* [Assignment]: Your task is to output, without alteration, each line from the one containing "Mark every instance of the railing" through the final line of the records below.

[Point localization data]
+++

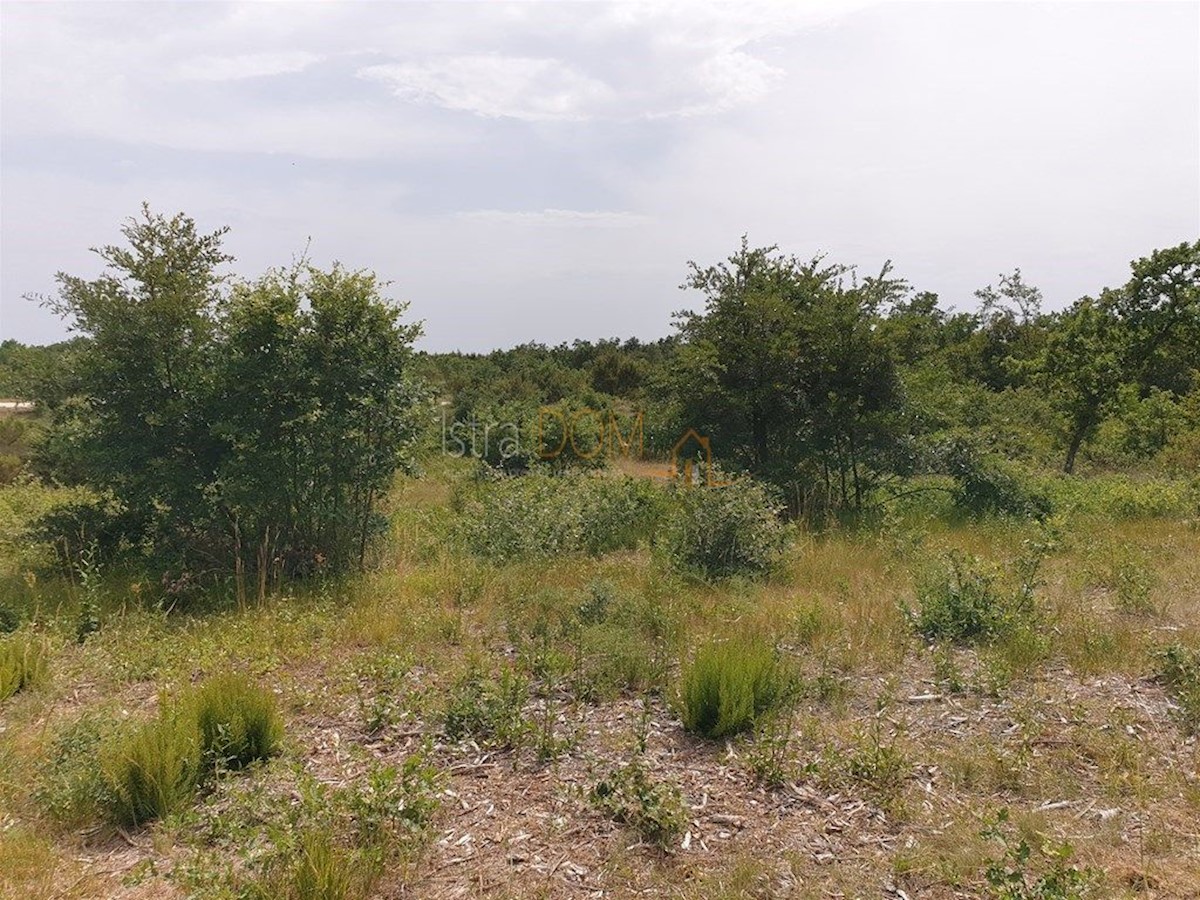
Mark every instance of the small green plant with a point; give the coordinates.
(769, 754)
(730, 685)
(652, 808)
(396, 804)
(490, 709)
(319, 868)
(22, 664)
(1011, 876)
(1179, 671)
(967, 601)
(9, 619)
(154, 769)
(89, 593)
(238, 721)
(876, 761)
(717, 532)
(70, 787)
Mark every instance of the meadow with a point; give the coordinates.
(533, 690)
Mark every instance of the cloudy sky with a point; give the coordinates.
(545, 171)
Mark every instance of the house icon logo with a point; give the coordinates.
(693, 450)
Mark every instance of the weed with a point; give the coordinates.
(718, 532)
(22, 664)
(629, 796)
(154, 769)
(967, 601)
(1179, 670)
(489, 709)
(1011, 877)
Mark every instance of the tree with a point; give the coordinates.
(251, 429)
(787, 372)
(1081, 367)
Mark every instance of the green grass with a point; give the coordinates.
(238, 721)
(730, 685)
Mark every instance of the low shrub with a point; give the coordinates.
(489, 709)
(540, 515)
(1179, 671)
(154, 769)
(238, 721)
(631, 797)
(984, 485)
(729, 685)
(721, 531)
(969, 601)
(70, 786)
(22, 664)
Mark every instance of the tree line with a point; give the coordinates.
(253, 425)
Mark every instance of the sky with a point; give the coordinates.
(545, 171)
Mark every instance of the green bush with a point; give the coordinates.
(540, 515)
(969, 601)
(22, 664)
(984, 485)
(730, 685)
(1179, 671)
(154, 769)
(629, 796)
(723, 531)
(238, 721)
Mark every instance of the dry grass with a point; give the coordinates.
(898, 754)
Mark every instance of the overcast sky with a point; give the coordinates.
(545, 171)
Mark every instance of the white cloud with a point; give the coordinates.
(556, 217)
(251, 65)
(497, 87)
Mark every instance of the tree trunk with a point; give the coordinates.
(1077, 441)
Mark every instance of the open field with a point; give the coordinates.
(877, 780)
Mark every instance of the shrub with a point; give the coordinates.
(967, 601)
(988, 486)
(22, 664)
(540, 515)
(70, 787)
(1179, 671)
(154, 771)
(721, 531)
(238, 721)
(487, 709)
(730, 685)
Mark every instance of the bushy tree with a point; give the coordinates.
(786, 370)
(250, 427)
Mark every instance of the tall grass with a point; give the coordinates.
(238, 721)
(730, 685)
(154, 771)
(22, 664)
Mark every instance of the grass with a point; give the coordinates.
(730, 685)
(465, 663)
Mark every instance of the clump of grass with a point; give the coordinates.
(238, 721)
(321, 868)
(1179, 671)
(154, 769)
(731, 685)
(22, 664)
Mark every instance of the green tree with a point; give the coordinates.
(1081, 367)
(250, 427)
(789, 373)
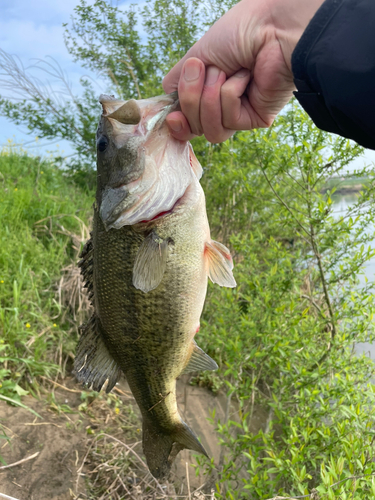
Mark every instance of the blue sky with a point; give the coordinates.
(33, 29)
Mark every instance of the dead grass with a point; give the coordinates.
(71, 296)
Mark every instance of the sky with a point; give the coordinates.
(33, 30)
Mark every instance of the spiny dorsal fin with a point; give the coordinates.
(94, 365)
(150, 263)
(199, 361)
(220, 264)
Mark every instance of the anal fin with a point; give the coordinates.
(150, 263)
(199, 360)
(94, 365)
(220, 264)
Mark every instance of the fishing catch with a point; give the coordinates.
(146, 268)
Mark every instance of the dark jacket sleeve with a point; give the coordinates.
(334, 69)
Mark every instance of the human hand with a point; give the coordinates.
(238, 75)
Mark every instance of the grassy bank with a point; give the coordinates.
(43, 217)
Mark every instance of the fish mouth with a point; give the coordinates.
(120, 208)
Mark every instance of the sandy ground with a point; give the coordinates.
(57, 444)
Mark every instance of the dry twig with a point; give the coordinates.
(20, 461)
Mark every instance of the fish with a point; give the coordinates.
(146, 267)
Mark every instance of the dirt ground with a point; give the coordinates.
(47, 457)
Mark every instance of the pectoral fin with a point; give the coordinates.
(220, 264)
(199, 361)
(94, 365)
(150, 263)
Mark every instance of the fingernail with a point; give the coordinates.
(175, 125)
(192, 71)
(212, 75)
(242, 73)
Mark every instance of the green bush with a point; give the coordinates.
(284, 338)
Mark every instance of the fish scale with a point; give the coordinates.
(146, 267)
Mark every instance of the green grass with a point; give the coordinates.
(40, 212)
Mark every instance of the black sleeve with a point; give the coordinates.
(334, 69)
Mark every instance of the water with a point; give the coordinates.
(341, 203)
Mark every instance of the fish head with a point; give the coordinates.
(142, 170)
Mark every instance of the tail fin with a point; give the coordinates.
(161, 446)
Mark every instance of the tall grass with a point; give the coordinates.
(40, 212)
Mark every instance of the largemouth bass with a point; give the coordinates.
(146, 267)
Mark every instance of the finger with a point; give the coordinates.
(189, 92)
(236, 109)
(179, 126)
(210, 112)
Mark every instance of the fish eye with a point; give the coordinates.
(102, 143)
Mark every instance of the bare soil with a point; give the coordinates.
(62, 441)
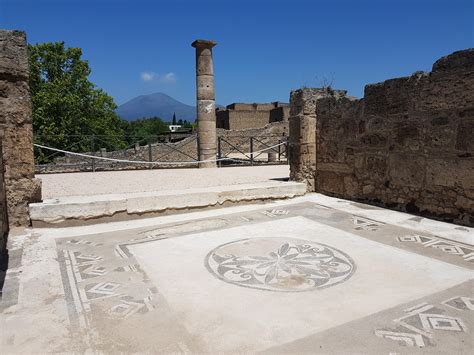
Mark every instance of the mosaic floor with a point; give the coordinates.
(295, 277)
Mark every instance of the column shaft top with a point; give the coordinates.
(202, 43)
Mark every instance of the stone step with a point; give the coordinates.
(82, 210)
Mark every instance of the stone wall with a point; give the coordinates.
(3, 214)
(408, 144)
(16, 127)
(239, 116)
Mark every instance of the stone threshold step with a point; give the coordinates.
(82, 210)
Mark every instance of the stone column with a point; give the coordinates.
(206, 112)
(16, 128)
(302, 137)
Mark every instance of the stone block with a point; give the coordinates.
(450, 173)
(465, 135)
(457, 61)
(406, 170)
(13, 55)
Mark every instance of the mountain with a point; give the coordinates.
(157, 104)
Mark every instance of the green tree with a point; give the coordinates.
(67, 108)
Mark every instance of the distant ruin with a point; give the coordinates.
(408, 144)
(245, 116)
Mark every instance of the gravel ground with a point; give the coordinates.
(107, 182)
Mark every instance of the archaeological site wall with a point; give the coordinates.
(16, 128)
(408, 144)
(3, 215)
(238, 116)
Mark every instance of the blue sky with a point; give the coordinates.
(265, 48)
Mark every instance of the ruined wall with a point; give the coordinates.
(16, 125)
(3, 213)
(240, 116)
(408, 144)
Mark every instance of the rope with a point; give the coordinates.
(149, 162)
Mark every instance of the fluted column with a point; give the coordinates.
(206, 112)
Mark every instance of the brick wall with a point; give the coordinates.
(3, 214)
(16, 126)
(240, 116)
(408, 144)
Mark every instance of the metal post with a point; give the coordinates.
(92, 153)
(150, 156)
(219, 153)
(251, 150)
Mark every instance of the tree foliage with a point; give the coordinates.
(67, 106)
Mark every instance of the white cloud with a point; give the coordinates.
(147, 76)
(168, 78)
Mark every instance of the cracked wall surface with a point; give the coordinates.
(21, 187)
(408, 144)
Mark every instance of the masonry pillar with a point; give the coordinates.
(302, 137)
(206, 112)
(16, 128)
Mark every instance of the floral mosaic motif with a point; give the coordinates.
(279, 264)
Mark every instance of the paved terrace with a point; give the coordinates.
(116, 182)
(306, 275)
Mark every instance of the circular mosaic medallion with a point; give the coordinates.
(279, 264)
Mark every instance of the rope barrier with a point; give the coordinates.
(150, 162)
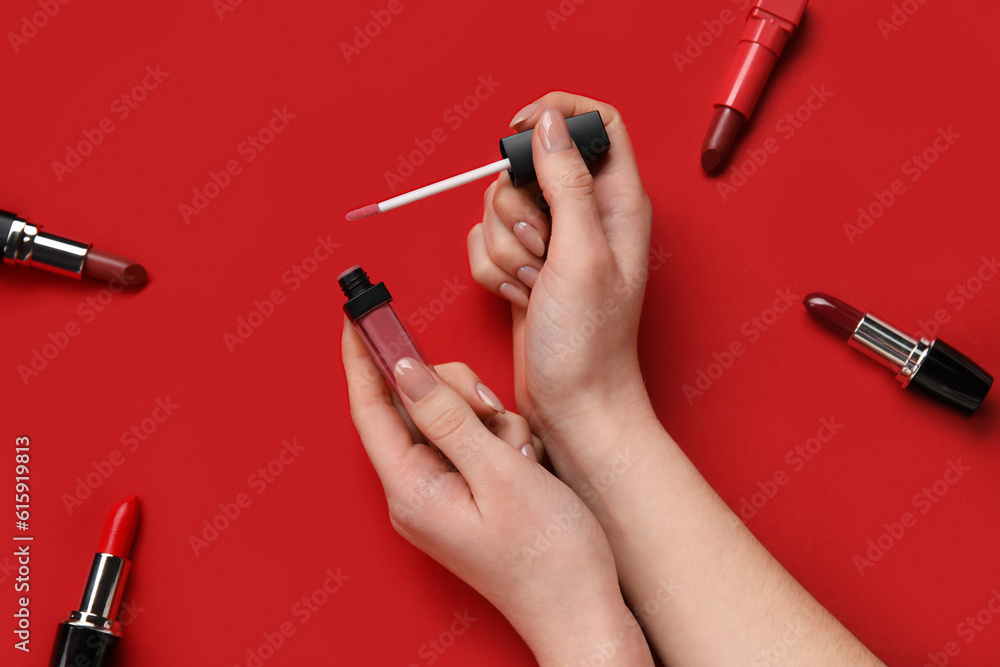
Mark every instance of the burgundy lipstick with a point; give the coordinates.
(91, 633)
(25, 245)
(933, 366)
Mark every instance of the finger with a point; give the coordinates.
(464, 380)
(452, 425)
(621, 198)
(508, 252)
(577, 231)
(383, 431)
(619, 160)
(510, 427)
(489, 275)
(519, 211)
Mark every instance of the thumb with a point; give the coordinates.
(568, 187)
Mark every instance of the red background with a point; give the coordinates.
(783, 229)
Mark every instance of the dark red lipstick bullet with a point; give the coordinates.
(933, 366)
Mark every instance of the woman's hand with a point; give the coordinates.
(583, 263)
(494, 517)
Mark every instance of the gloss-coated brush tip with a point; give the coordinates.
(363, 212)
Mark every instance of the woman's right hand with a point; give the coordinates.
(583, 263)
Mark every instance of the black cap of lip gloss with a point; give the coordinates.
(951, 376)
(361, 295)
(587, 131)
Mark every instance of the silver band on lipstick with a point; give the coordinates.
(890, 347)
(26, 246)
(102, 595)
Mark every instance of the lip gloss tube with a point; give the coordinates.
(370, 310)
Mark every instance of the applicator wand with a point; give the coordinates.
(587, 131)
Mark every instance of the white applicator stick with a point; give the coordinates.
(587, 131)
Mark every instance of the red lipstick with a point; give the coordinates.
(933, 366)
(768, 27)
(24, 244)
(91, 633)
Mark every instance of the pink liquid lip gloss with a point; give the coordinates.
(370, 310)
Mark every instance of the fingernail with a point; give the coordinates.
(489, 398)
(524, 114)
(555, 134)
(513, 294)
(528, 275)
(530, 237)
(413, 379)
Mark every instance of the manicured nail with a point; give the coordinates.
(489, 398)
(528, 275)
(413, 379)
(530, 237)
(524, 114)
(514, 295)
(555, 134)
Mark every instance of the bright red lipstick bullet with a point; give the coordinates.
(768, 27)
(119, 529)
(91, 633)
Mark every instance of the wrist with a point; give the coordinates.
(608, 636)
(588, 434)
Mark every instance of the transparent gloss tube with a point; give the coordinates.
(369, 308)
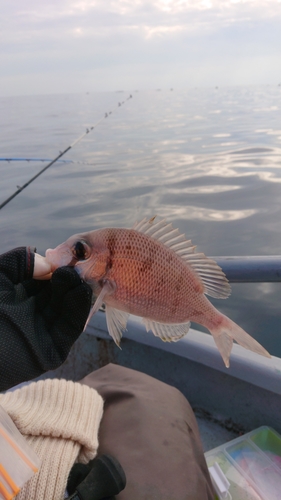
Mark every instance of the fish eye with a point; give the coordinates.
(80, 250)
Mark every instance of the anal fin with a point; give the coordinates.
(166, 331)
(116, 323)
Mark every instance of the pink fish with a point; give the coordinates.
(153, 272)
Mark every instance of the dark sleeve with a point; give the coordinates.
(39, 320)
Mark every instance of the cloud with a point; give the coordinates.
(92, 43)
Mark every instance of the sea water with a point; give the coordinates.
(208, 160)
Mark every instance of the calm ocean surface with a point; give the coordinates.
(209, 160)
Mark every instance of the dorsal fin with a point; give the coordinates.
(213, 278)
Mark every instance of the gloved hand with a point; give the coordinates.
(39, 320)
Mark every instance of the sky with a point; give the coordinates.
(66, 46)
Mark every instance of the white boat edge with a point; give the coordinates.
(200, 347)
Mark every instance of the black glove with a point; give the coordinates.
(100, 479)
(39, 320)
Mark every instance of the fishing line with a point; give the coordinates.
(62, 153)
(43, 160)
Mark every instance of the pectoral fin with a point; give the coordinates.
(108, 288)
(167, 332)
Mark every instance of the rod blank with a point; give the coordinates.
(254, 269)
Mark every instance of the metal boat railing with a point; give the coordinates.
(253, 269)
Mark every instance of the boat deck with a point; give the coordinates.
(226, 402)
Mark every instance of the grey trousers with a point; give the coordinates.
(151, 429)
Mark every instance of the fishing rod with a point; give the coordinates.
(44, 160)
(252, 269)
(34, 159)
(62, 153)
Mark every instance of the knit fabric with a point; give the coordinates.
(60, 420)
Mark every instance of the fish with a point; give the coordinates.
(154, 272)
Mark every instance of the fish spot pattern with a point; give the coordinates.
(151, 280)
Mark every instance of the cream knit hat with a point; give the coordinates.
(60, 420)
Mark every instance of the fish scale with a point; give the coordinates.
(152, 271)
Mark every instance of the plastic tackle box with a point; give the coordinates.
(249, 467)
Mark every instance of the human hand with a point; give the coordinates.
(42, 268)
(39, 319)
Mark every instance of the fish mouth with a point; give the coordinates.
(58, 259)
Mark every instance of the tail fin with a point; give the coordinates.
(229, 331)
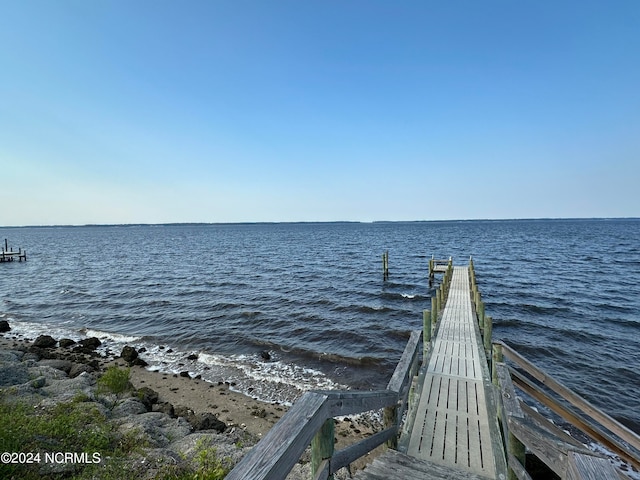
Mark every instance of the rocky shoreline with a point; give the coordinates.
(173, 415)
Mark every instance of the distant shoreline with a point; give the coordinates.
(331, 222)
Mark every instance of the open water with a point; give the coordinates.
(564, 293)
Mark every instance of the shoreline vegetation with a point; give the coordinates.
(67, 411)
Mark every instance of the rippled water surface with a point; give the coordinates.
(565, 293)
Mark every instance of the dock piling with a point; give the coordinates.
(385, 265)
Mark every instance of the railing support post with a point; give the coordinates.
(390, 419)
(488, 332)
(516, 448)
(322, 446)
(426, 332)
(495, 359)
(434, 312)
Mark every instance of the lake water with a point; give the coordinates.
(565, 293)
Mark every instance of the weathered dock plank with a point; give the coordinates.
(451, 426)
(393, 465)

+++

* [Solution to the problem]:
Mark every instance of the railing support post with a point; give the coordinates.
(390, 419)
(488, 332)
(516, 448)
(322, 446)
(426, 332)
(495, 359)
(434, 312)
Mark every instance of the lake water with a point; give the coordinates.
(565, 293)
Mark every instance of the weathered dock plank with a point; give the coordinates.
(451, 426)
(393, 465)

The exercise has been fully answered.